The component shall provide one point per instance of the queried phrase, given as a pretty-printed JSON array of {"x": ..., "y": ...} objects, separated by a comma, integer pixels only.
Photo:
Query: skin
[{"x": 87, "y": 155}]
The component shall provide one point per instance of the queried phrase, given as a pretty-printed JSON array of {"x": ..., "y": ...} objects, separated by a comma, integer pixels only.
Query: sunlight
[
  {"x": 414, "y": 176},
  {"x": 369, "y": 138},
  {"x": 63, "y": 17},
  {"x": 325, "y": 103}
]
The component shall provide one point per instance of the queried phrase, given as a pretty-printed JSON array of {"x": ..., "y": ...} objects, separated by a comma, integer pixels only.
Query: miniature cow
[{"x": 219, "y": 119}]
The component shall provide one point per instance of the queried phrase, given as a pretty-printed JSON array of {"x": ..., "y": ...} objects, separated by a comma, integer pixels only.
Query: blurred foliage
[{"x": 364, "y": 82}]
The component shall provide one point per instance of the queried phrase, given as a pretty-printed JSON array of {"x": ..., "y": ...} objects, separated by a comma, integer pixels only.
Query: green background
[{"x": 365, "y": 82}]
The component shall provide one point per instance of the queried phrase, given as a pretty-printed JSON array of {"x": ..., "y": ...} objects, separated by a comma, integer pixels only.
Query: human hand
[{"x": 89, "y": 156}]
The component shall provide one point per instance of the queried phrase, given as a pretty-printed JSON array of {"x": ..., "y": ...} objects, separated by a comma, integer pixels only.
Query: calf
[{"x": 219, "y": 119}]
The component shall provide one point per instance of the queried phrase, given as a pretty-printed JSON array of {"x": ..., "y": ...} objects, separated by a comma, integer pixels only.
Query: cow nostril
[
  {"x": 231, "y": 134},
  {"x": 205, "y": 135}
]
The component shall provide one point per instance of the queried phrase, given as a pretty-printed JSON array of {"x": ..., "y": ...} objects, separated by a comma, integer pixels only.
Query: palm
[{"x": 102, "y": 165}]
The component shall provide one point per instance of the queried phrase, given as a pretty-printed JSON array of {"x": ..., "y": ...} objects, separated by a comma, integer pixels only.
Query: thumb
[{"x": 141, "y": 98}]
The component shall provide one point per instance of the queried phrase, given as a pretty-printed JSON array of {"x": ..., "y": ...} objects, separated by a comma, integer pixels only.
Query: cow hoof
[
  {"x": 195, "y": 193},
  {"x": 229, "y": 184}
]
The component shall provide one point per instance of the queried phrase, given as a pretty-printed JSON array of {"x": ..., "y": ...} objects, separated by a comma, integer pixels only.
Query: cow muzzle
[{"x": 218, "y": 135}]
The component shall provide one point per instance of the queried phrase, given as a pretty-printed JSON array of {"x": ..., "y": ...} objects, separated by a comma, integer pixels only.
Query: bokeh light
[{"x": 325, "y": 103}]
┄┄┄┄┄┄┄┄┄┄
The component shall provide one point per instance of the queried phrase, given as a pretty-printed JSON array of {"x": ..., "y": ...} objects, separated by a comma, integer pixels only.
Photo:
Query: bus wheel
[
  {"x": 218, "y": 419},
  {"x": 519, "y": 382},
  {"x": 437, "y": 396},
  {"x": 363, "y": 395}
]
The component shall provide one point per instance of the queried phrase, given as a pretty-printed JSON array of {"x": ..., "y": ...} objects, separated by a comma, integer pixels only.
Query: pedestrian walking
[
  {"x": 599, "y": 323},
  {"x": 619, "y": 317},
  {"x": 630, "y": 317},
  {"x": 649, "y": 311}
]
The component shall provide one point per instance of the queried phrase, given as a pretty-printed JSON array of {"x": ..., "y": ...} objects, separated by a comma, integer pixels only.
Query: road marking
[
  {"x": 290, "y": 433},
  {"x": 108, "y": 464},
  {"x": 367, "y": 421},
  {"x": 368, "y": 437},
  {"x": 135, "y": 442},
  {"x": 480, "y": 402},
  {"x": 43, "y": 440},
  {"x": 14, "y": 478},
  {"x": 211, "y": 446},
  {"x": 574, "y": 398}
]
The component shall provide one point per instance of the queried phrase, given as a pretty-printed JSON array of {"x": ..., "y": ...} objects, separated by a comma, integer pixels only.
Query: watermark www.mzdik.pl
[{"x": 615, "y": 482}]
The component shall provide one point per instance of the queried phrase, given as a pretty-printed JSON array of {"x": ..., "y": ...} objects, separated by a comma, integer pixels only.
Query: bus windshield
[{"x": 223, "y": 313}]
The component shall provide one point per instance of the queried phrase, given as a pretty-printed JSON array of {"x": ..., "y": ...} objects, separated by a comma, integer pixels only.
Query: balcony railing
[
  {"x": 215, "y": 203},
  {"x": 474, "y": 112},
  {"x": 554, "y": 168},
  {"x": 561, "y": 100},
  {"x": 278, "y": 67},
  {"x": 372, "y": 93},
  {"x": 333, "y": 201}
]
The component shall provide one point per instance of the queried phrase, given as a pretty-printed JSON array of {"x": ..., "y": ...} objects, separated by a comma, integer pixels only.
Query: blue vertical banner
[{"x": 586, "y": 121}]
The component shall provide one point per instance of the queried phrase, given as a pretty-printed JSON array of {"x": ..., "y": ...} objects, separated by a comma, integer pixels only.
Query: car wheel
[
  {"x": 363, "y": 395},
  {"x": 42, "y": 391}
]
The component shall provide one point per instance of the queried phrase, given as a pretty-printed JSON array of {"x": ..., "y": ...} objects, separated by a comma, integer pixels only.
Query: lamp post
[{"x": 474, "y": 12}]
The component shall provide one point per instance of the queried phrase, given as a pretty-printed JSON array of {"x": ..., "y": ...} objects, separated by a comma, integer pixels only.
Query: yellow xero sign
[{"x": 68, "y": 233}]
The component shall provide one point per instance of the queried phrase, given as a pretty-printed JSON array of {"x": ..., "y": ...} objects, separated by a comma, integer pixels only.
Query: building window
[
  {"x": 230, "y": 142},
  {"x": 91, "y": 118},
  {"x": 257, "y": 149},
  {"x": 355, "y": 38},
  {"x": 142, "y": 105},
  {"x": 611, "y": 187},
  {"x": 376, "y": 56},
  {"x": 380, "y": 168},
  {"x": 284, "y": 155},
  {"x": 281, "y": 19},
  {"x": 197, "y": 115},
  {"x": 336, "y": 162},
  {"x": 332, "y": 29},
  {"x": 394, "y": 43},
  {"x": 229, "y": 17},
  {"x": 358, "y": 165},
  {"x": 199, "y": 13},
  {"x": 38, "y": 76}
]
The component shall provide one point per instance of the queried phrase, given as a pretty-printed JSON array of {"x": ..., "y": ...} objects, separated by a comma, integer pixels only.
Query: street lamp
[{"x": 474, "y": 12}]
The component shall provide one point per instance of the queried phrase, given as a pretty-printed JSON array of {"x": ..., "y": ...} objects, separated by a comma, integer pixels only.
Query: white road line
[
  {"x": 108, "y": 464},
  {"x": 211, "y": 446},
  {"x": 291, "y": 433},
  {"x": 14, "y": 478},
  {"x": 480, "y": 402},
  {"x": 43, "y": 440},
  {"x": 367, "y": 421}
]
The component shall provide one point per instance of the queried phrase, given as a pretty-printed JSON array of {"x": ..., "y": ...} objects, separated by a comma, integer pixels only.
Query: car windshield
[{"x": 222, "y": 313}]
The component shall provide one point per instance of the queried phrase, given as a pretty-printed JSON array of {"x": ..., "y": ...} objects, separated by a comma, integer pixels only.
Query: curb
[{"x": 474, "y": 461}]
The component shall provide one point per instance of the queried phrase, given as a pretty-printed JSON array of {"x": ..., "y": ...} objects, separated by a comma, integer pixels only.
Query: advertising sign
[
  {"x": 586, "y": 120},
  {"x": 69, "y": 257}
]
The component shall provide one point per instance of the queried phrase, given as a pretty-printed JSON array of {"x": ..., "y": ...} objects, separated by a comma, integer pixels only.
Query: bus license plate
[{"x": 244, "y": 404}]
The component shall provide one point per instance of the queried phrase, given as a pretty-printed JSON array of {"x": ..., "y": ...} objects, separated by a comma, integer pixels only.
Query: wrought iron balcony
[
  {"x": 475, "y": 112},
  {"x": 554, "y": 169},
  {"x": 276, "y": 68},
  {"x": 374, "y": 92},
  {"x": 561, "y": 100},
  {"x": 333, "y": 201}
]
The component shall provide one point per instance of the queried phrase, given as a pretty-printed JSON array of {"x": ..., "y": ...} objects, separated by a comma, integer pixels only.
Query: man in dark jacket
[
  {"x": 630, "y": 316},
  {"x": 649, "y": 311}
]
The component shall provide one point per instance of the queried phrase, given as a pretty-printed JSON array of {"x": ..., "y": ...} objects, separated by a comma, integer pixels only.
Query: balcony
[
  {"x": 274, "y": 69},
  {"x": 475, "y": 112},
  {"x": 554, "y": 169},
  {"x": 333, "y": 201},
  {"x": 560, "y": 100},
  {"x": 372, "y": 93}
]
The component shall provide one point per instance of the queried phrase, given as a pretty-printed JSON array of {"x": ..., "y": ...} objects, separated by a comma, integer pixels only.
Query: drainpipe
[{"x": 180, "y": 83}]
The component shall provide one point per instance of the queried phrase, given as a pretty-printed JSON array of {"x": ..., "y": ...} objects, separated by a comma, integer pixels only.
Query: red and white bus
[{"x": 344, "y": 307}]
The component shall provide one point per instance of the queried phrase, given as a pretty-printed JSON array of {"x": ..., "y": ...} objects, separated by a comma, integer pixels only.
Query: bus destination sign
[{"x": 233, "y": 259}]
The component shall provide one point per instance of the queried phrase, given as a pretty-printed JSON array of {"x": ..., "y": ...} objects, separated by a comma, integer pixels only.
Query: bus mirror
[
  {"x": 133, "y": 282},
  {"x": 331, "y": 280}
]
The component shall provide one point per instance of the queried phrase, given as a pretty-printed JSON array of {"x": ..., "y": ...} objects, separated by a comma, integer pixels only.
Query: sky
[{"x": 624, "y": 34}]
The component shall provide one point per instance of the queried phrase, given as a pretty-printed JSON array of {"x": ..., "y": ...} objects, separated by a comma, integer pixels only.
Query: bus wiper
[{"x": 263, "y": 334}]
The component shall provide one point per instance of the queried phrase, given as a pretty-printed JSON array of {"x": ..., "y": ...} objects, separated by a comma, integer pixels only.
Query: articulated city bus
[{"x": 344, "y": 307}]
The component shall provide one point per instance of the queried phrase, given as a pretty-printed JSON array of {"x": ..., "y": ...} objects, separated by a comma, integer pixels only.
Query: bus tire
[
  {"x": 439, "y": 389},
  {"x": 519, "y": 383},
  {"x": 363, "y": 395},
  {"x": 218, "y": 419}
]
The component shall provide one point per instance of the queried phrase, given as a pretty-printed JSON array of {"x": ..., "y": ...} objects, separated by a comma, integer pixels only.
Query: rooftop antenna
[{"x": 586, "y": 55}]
┄┄┄┄┄┄┄┄┄┄
Count the lines in the entries above that contain the string "windshield", treating uppercase and lowercase as different. Reply with the number only.

THE REPLY
2